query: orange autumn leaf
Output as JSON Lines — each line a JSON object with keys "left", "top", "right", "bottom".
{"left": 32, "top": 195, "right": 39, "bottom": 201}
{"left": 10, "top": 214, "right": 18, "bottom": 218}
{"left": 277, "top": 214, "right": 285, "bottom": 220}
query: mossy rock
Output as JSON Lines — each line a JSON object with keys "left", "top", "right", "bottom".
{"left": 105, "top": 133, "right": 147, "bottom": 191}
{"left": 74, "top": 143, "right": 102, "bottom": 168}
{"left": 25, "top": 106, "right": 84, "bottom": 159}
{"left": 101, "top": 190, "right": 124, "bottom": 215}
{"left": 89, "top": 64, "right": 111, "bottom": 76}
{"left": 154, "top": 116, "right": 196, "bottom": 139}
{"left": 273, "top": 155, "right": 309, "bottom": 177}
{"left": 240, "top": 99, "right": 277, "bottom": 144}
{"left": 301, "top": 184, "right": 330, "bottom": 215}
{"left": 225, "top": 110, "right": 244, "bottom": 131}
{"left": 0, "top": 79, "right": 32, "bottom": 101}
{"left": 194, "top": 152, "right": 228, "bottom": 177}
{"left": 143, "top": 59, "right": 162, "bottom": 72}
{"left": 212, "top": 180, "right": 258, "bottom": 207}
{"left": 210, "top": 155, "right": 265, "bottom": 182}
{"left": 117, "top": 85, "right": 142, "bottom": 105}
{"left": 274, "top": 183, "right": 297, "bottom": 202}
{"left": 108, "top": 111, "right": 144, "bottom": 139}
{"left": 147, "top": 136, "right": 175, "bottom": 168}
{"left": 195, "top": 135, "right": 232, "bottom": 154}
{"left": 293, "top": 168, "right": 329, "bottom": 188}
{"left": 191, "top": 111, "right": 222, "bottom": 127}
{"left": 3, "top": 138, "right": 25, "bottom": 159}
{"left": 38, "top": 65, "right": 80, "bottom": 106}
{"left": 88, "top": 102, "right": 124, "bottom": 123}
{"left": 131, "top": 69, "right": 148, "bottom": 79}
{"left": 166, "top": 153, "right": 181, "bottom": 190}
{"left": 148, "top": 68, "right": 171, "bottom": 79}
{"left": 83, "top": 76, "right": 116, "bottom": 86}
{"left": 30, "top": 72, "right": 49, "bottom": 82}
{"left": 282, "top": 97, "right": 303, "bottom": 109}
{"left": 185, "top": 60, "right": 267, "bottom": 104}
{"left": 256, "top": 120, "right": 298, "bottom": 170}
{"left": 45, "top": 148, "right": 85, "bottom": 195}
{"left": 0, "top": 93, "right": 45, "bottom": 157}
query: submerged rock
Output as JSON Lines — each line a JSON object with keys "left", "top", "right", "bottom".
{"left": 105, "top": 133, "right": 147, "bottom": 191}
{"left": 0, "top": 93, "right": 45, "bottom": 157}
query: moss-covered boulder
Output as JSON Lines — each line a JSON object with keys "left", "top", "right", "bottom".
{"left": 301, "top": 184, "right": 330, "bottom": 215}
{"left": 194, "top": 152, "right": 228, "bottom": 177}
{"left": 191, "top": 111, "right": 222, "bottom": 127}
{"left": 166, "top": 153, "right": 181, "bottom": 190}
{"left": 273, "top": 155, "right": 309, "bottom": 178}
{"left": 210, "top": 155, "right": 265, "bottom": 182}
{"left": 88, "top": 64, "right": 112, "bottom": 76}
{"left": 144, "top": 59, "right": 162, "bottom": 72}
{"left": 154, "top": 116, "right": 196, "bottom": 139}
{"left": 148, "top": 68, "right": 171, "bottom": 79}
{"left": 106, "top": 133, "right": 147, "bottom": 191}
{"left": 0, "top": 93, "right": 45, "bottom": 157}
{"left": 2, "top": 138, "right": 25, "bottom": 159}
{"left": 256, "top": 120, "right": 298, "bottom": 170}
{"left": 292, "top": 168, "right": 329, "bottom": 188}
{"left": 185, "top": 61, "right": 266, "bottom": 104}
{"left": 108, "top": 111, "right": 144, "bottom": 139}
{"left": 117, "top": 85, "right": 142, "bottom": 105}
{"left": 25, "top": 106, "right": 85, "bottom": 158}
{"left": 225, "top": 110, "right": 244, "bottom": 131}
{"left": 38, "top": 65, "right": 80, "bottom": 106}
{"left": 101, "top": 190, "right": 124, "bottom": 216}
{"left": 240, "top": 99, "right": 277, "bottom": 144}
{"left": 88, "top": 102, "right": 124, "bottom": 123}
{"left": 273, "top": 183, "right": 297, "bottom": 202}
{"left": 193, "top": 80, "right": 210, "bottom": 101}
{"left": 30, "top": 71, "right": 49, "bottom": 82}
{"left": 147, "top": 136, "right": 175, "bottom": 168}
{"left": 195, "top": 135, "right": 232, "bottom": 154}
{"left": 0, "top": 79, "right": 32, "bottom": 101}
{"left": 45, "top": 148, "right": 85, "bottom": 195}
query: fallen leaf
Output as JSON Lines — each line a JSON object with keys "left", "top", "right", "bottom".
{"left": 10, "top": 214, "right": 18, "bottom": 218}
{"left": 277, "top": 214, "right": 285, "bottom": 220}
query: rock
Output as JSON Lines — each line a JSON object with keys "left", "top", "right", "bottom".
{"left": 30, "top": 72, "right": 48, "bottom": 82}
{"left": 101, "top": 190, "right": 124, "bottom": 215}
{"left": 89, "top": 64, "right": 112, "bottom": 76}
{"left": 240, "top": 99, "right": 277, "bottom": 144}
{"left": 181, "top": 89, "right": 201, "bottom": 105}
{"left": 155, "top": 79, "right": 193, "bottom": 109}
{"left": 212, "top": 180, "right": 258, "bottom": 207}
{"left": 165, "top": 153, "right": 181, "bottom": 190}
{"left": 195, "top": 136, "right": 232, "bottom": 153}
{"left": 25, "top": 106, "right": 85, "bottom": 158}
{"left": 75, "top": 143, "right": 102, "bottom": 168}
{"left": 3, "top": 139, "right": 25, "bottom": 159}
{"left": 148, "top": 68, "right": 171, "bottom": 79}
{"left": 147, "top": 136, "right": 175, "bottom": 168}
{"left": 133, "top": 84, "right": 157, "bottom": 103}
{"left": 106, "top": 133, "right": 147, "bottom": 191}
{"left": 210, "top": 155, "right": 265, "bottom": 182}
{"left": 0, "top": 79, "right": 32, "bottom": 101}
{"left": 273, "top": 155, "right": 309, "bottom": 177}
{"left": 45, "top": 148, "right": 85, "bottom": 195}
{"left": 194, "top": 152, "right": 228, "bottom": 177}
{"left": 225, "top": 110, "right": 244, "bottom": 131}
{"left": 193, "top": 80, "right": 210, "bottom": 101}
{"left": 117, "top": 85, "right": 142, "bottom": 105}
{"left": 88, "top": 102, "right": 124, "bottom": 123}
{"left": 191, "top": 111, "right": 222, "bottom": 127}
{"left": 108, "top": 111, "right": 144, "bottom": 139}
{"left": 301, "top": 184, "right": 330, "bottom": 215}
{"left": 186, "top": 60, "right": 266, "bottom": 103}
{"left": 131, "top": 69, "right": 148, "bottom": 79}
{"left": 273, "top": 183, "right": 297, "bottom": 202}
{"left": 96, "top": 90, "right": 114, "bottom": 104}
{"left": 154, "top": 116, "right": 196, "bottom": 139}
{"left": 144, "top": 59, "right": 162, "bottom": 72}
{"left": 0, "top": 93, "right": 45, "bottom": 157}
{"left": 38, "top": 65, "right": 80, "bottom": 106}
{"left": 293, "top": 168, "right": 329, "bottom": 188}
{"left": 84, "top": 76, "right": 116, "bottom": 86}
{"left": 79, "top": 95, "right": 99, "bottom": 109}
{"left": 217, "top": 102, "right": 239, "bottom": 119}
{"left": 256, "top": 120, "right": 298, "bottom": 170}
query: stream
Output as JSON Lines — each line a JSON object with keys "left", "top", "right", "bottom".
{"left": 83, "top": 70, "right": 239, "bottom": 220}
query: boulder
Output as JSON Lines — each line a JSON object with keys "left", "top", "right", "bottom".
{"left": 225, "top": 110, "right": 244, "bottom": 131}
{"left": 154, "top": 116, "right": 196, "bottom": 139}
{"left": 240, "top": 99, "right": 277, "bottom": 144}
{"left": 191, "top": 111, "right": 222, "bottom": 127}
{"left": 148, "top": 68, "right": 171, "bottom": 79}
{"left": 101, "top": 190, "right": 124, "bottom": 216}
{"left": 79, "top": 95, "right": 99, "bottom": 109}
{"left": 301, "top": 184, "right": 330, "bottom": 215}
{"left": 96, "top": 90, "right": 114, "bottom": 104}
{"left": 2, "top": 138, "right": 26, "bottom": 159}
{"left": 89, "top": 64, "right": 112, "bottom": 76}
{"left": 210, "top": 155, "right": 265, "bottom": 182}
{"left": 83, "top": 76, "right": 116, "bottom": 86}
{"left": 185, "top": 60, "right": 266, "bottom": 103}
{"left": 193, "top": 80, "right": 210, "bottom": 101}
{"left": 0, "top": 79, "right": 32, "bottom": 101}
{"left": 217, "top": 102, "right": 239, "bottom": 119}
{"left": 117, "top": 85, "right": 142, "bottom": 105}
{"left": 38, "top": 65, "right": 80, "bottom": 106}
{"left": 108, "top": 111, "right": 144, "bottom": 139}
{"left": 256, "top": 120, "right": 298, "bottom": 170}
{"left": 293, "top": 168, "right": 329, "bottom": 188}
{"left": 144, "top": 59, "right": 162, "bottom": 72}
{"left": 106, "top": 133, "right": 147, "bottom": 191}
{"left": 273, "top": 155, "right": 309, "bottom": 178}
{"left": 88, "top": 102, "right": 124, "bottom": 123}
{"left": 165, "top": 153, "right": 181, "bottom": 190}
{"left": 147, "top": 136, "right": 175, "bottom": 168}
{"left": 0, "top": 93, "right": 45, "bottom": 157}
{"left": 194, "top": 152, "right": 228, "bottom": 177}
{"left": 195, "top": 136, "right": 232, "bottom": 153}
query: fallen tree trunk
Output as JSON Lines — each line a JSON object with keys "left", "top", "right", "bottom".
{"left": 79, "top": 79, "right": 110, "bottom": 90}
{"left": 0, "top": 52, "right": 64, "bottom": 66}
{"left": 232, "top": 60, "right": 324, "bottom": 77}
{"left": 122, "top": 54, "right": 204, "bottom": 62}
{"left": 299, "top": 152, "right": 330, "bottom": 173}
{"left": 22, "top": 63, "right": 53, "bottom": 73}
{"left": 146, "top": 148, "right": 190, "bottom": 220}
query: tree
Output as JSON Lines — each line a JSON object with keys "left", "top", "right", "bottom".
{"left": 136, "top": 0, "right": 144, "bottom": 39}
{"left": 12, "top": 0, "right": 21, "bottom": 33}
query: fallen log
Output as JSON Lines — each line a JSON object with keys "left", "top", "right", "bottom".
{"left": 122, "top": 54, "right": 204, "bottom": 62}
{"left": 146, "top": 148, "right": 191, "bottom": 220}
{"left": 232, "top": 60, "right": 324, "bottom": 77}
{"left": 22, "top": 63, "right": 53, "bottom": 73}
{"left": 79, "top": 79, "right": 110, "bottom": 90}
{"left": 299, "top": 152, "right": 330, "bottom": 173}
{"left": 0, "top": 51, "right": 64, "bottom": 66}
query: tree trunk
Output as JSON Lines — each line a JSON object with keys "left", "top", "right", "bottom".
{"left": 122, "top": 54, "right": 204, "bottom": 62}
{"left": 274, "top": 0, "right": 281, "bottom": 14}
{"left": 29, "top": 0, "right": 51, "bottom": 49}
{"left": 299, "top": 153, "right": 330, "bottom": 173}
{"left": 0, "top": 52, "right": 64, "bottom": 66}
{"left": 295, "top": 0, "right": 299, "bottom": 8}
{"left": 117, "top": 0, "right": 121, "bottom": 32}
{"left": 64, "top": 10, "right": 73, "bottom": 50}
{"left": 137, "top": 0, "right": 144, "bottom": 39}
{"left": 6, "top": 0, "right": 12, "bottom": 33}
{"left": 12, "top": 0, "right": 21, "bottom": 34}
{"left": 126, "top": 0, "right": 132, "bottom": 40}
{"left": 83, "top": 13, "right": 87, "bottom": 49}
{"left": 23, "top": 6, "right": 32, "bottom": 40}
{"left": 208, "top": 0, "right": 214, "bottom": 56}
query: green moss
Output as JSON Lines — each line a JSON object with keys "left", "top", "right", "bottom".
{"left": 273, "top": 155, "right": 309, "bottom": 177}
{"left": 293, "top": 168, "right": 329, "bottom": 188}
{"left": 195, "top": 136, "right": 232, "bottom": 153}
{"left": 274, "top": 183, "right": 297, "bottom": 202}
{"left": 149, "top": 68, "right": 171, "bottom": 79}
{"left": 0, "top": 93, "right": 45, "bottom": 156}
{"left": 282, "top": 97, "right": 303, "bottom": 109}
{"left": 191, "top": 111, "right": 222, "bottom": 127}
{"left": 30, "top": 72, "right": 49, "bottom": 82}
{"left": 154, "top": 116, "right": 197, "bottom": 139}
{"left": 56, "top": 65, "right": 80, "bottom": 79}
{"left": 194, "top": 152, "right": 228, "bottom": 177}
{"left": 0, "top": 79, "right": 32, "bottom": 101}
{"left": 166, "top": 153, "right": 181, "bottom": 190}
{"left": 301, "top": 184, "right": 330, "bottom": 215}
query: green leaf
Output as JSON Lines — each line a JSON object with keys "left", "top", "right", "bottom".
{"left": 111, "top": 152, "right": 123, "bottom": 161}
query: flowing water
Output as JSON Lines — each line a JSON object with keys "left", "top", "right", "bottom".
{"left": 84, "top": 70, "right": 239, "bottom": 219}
:::::
- **Task instructions**: All that is needed is the number of lines in the listing holding the word "boulder".

- **Exercise result**: 2